[Images for object localization]
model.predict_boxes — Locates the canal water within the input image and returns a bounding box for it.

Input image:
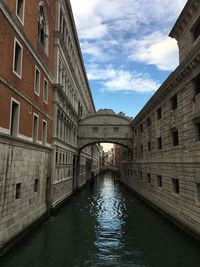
[1,175,200,267]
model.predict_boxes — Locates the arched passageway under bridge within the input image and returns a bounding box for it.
[72,110,133,191]
[77,109,133,151]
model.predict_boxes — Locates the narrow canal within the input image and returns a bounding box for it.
[1,175,200,267]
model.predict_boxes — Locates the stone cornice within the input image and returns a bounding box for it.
[169,0,199,40]
[132,40,200,127]
[0,134,52,152]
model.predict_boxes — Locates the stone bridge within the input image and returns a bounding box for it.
[78,109,133,150]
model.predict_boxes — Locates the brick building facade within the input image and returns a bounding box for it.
[0,0,100,251]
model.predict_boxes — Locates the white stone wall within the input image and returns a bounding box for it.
[0,139,50,249]
[121,46,200,237]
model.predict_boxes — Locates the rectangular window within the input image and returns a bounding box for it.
[135,128,137,136]
[157,107,162,120]
[196,183,200,203]
[193,21,200,41]
[56,151,58,163]
[16,183,21,199]
[10,99,20,136]
[140,123,143,132]
[114,127,119,132]
[172,129,179,146]
[140,144,143,154]
[93,127,98,133]
[148,141,151,151]
[16,0,25,24]
[157,137,162,150]
[147,117,151,127]
[140,172,143,181]
[34,179,39,192]
[193,74,200,96]
[170,94,177,110]
[42,120,47,145]
[43,79,48,103]
[194,122,200,141]
[157,175,162,188]
[172,178,179,194]
[34,67,41,95]
[33,114,39,143]
[147,173,151,184]
[13,38,23,78]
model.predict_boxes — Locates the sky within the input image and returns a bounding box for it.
[70,0,187,119]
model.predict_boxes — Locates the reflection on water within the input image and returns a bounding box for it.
[94,179,126,264]
[0,175,200,267]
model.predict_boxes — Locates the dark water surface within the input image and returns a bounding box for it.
[1,176,200,267]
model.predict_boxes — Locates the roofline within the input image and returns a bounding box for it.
[169,0,193,38]
[66,0,96,112]
[79,113,132,124]
[131,41,200,127]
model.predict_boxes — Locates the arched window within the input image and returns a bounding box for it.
[38,4,48,52]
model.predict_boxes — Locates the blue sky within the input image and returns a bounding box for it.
[71,0,187,118]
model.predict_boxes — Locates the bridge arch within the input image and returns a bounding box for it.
[78,109,133,151]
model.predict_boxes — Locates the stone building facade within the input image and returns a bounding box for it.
[51,0,99,209]
[121,0,200,238]
[0,0,100,252]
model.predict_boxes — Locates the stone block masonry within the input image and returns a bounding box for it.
[121,0,200,239]
[0,137,51,250]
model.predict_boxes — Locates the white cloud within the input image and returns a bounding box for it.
[80,41,104,58]
[71,0,186,70]
[71,0,187,40]
[127,31,179,71]
[87,65,160,93]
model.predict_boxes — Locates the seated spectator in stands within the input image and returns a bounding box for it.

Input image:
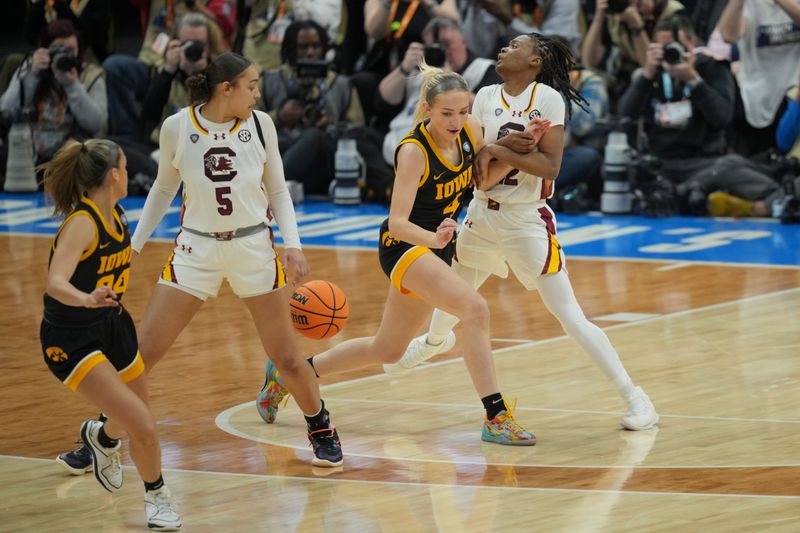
[379,17,499,163]
[618,14,734,187]
[243,0,344,71]
[505,0,583,53]
[718,0,800,155]
[0,20,106,177]
[25,0,113,64]
[261,20,364,195]
[582,0,685,95]
[103,0,226,142]
[141,13,214,144]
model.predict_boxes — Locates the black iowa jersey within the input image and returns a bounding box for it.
[392,120,476,232]
[43,198,132,325]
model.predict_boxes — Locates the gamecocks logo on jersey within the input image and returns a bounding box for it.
[529,109,541,120]
[204,147,238,182]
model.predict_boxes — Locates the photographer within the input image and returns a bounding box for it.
[618,14,734,184]
[261,20,365,195]
[581,0,685,94]
[378,17,499,163]
[0,19,106,177]
[141,12,213,143]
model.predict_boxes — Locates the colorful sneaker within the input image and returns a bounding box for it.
[481,400,536,446]
[80,419,122,492]
[145,485,182,531]
[55,444,92,475]
[621,386,659,431]
[383,331,456,376]
[307,409,343,467]
[256,359,290,424]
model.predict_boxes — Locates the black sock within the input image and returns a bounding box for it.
[98,413,108,423]
[304,400,329,432]
[306,356,319,378]
[144,475,164,492]
[481,393,505,420]
[97,424,119,448]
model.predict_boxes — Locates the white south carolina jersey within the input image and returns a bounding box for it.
[471,82,565,205]
[173,105,270,233]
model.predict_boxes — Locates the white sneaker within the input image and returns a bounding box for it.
[145,485,182,531]
[383,331,456,376]
[621,386,659,431]
[80,419,122,492]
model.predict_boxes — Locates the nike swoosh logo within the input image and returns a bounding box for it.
[433,172,446,181]
[99,242,111,249]
[492,399,503,404]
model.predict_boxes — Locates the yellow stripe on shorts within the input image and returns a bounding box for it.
[161,251,176,282]
[390,246,431,296]
[64,351,107,392]
[118,352,145,383]
[544,233,562,274]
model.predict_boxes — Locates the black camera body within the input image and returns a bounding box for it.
[181,40,205,62]
[423,44,446,68]
[292,60,332,126]
[295,59,330,81]
[49,45,79,72]
[663,41,687,65]
[606,0,632,15]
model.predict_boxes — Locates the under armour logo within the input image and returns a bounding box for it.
[464,219,473,228]
[214,133,226,140]
[180,244,193,254]
[511,110,523,117]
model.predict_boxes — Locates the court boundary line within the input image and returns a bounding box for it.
[2,455,799,500]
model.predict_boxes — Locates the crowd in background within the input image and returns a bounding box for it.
[0,0,798,220]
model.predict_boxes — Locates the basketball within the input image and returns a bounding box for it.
[290,280,349,339]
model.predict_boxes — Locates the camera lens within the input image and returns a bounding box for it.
[663,43,684,65]
[55,55,80,71]
[423,44,446,68]
[181,40,205,62]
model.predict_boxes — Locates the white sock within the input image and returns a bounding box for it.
[535,271,635,398]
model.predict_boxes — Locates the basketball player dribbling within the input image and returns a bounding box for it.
[39,140,181,530]
[58,53,343,471]
[390,34,659,431]
[258,63,537,446]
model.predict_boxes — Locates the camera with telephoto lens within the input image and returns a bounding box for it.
[49,45,79,72]
[606,0,632,15]
[181,40,205,62]
[663,41,687,65]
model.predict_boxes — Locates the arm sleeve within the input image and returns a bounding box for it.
[257,111,302,249]
[130,115,182,252]
[776,98,800,154]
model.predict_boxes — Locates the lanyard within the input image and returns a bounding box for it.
[661,71,690,101]
[388,0,420,41]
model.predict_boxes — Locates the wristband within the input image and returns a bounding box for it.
[398,63,412,76]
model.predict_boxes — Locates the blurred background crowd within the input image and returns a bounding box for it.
[0,0,798,221]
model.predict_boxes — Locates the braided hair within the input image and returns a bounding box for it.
[527,33,589,119]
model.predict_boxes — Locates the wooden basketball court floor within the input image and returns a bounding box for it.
[1,233,799,532]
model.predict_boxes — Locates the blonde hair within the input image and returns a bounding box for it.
[411,60,470,124]
[38,139,121,217]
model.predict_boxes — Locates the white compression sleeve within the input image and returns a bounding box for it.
[534,270,634,398]
[427,260,492,344]
[257,111,301,249]
[130,115,182,253]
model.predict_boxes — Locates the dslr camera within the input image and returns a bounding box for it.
[181,40,205,62]
[424,44,446,68]
[293,59,331,125]
[663,41,687,65]
[49,44,80,72]
[295,59,329,81]
[606,0,632,15]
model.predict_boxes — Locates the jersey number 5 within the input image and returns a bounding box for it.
[215,187,233,216]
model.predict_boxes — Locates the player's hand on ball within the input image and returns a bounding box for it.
[283,247,310,285]
[524,117,552,146]
[433,218,457,248]
[85,286,118,308]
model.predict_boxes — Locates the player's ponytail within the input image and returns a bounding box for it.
[39,139,121,217]
[187,52,252,105]
[412,59,470,124]
[529,33,588,119]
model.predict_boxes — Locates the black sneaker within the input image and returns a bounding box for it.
[55,444,93,475]
[308,423,343,467]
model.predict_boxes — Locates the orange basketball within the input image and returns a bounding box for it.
[290,280,349,339]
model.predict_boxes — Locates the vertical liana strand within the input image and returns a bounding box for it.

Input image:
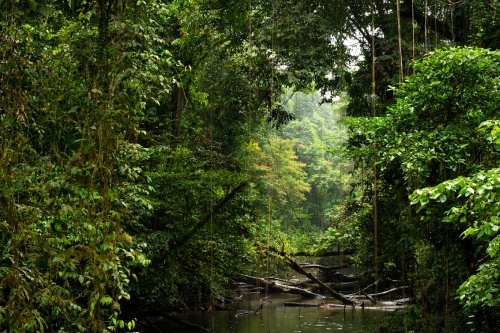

- TASK DETAILS -
Starting with the line with "model.predict_boxes — Locates the dark" above and going on through the line with "model.predict_boxes — Locates the seated", transcribe every line exactly, both ends included, and add nothing.

- WRITTEN ANSWER -
model.predict_boxes — Locates the dark water surface within the input image and returns a bounding box for it.
[1,176,200,267]
model.predict_boxes — Locates the roofline within the input image and returns a bounding box for it.
[169,0,193,38]
[66,0,96,112]
[79,113,132,124]
[131,41,200,127]
model.predict_boxes — Locates the arched window within the input image and returns a bounding box for it.
[38,4,48,52]
model.predict_boxes — Locates the blue sky within the input image and returns a bounding box for it.
[71,0,187,118]
model.predict_boxes — Locates the bridge arch within the input image and returns a bounding box for it.
[78,109,133,151]
model.predict_boxes — Locates the stone building facade within the input image and returns a bounding box for it.
[51,0,99,209]
[121,0,200,238]
[0,0,100,252]
model.predict_boxes — Locates the stone block masonry within the input image and returns a bounding box for it.
[121,0,200,239]
[0,137,51,250]
model.predict_boxes — Locates the white cloud within the input image and returns a bounding box for it.
[80,41,104,58]
[71,0,186,70]
[71,0,187,40]
[127,31,179,71]
[87,65,160,93]
model.predict_boxes — Locates the seated spectator in stands within the input image and returns a bounding box for it.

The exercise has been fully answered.